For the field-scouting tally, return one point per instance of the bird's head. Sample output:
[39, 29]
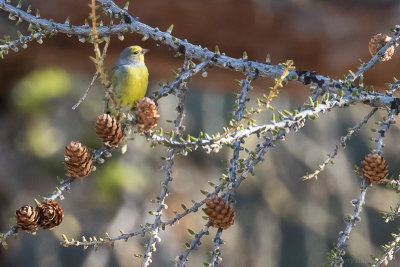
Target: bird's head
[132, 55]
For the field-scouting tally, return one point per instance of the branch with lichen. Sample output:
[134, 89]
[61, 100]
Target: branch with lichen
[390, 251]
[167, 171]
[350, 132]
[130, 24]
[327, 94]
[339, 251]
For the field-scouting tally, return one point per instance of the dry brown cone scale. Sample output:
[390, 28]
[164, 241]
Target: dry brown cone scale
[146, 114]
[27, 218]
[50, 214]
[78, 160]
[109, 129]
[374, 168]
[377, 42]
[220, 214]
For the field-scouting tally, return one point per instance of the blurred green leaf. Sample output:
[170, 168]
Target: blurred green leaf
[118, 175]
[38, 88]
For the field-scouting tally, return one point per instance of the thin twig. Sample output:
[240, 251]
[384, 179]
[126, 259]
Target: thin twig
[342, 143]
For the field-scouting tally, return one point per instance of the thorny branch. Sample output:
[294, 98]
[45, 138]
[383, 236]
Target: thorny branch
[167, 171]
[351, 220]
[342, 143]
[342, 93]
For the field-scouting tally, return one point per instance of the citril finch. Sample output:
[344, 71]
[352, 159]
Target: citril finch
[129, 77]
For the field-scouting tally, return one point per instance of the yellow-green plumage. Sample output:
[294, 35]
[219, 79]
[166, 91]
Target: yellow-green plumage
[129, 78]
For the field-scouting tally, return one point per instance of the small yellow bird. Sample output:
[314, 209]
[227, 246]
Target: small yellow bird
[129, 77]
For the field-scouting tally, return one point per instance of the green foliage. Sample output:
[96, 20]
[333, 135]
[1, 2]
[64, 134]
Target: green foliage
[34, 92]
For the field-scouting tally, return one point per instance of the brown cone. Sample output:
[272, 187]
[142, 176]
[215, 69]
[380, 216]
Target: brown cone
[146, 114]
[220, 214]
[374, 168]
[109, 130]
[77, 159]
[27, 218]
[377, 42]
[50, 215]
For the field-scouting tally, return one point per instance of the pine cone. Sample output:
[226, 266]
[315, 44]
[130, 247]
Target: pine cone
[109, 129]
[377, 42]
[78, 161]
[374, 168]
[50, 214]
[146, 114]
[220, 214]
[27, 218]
...
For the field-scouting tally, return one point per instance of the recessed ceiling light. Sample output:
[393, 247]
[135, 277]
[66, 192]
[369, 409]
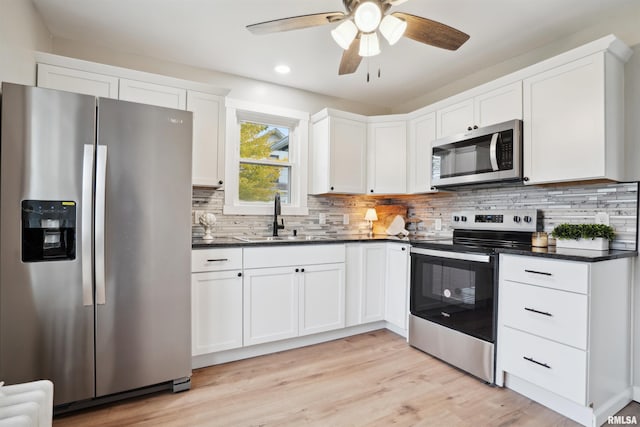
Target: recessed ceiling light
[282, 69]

**Set exercise:** Copy out, in full, every line of the data above that contains the word "recessed".

**Result:**
For the field-scouting tally, return one point per instance of the recessed ceiling light. Sample output:
Target: recessed ceiling light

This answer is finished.